=== RECORDED INFORMATION ===

+++

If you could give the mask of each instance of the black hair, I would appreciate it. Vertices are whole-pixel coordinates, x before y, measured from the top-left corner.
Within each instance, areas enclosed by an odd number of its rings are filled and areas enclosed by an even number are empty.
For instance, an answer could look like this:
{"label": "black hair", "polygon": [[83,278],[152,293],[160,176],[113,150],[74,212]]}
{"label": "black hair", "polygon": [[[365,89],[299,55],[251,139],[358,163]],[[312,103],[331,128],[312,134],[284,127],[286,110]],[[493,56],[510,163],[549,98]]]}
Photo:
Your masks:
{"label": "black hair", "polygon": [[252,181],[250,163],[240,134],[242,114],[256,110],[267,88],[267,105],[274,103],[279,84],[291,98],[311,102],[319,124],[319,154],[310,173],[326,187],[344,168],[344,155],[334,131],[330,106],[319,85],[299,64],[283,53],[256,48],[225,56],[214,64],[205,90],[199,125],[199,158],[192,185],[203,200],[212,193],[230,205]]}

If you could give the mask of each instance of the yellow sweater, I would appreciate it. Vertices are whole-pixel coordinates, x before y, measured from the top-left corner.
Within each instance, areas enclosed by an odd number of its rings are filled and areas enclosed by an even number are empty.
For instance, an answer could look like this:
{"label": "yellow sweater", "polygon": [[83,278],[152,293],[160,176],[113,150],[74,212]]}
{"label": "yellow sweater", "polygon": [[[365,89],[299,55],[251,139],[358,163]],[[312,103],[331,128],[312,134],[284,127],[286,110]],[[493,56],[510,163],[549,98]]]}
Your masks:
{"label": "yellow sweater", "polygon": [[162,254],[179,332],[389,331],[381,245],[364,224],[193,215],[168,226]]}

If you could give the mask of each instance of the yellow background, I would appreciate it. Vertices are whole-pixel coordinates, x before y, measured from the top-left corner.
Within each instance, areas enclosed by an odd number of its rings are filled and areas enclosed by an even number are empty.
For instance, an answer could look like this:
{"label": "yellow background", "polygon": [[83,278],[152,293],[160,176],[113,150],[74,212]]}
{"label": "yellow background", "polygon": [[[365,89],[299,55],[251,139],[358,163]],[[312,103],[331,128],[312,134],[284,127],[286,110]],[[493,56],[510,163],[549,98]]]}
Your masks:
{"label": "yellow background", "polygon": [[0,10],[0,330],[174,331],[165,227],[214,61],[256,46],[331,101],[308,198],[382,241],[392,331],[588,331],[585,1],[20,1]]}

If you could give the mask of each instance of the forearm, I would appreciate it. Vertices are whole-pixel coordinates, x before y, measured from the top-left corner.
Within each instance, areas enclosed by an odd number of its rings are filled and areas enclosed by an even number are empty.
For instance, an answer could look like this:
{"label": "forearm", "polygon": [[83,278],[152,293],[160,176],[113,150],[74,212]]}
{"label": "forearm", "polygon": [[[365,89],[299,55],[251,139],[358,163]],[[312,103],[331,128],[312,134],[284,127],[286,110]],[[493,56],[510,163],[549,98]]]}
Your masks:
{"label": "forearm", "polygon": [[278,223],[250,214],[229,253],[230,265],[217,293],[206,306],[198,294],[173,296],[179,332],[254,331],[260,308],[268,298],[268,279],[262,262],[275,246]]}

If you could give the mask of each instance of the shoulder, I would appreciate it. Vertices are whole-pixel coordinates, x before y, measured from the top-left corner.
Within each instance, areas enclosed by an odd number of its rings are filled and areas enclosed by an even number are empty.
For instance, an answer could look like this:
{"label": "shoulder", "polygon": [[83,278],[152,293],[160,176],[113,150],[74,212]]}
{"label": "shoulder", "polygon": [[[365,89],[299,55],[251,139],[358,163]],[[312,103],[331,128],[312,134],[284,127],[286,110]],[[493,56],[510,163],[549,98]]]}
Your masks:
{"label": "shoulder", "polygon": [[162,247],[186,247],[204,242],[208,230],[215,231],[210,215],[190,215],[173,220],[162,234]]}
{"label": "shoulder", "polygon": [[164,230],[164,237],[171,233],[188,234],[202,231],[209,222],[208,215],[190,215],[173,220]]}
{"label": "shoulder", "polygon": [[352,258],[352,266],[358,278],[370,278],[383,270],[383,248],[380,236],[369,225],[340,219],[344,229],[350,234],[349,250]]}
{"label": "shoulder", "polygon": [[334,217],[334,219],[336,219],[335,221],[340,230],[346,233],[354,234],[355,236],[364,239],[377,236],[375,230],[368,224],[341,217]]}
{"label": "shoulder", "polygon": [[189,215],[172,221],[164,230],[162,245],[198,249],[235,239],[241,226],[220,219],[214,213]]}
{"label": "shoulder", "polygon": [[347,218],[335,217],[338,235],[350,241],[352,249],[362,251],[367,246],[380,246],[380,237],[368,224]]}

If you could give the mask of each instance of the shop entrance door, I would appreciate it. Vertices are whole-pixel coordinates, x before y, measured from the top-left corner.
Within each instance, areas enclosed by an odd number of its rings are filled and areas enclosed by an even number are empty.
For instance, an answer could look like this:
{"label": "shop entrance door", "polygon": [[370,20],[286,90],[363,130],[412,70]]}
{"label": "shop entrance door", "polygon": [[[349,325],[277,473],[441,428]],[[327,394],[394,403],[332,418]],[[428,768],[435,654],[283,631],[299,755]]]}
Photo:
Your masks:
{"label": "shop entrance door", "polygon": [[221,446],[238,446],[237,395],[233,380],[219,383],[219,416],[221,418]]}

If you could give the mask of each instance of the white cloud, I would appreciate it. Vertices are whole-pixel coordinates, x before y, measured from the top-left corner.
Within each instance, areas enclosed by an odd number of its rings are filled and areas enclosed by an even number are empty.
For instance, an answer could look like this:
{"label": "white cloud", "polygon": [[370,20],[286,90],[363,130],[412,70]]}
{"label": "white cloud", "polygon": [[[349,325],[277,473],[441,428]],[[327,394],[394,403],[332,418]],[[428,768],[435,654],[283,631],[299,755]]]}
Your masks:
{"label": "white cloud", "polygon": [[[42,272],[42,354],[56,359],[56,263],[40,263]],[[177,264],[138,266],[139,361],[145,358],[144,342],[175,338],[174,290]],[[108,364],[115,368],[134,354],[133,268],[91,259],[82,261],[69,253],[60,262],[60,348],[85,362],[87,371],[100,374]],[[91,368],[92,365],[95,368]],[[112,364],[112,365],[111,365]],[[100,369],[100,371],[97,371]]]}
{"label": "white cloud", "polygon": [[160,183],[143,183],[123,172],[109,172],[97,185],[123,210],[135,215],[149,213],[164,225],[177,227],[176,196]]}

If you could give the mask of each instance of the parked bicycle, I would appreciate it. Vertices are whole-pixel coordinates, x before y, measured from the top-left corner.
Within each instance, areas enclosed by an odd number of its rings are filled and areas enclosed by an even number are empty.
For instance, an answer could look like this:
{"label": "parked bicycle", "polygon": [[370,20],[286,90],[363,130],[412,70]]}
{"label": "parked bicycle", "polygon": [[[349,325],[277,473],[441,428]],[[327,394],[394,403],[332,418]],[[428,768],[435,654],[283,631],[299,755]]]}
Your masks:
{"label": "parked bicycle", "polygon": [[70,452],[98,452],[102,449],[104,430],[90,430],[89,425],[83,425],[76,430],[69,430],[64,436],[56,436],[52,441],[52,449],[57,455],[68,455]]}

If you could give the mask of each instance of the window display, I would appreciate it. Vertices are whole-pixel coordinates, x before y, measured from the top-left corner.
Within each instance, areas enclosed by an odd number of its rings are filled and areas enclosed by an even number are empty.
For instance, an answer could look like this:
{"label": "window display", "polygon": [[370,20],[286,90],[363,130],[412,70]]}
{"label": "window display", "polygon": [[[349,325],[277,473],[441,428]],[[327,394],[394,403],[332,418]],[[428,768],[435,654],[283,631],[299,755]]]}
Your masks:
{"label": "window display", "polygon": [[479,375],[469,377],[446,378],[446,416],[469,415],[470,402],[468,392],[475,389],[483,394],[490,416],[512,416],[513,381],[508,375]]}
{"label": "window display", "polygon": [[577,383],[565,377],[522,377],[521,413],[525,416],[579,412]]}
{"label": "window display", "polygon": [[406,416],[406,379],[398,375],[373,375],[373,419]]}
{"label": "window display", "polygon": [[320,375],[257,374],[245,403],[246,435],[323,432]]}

+++

=== WHAT THIS TASK INVOLVES ===
Scan the records above for the string "Vertices", then report every line that contains it.

=== COMPLETED TASK ===
If you could give the mask of each instance of the black hair, I would appreciate it. Vertices are whole-pixel coordinates, x before y, measured from the top-left corner.
If you could give the mask of each instance of the yellow sweater, I would appreciate it. Vertices are whole-pixel coordinates, x before y, measured from the top-left corner.
If you could give the mask of each instance of the yellow background, I would appreciate it. Vertices are whole-pixel coordinates, x before y, measured from the top-left corner.
If you could give the mask of each instance of the forearm, I would appreciate it. Vertices are whole-pixel coordinates, x before y, measured from the top-left corner.
If you could give the mask of each instance of the shoulder, I would appreciate it. Vertices are whole-pixel coordinates, x before y, measured from the top-left corner.
If you could give the mask of each instance of the shop entrance door, I would appreciate it. Vertices are whole-pixel coordinates, x before y, measured from the top-left corner.
If you could give the mask of each instance of the white cloud, I would appreciate it. Vertices are whole-pixel coordinates, x before y, measured from the top-left corner.
If you could give the mask of each instance of the parked bicycle, I would appreciate it. Vertices are whole-pixel coordinates, x before y, measured from the top-left corner.
If you could give the mask of each instance of the window display, I would appreciate it. Vertices are whole-pixel coordinates, x before y, measured from the top-left corner.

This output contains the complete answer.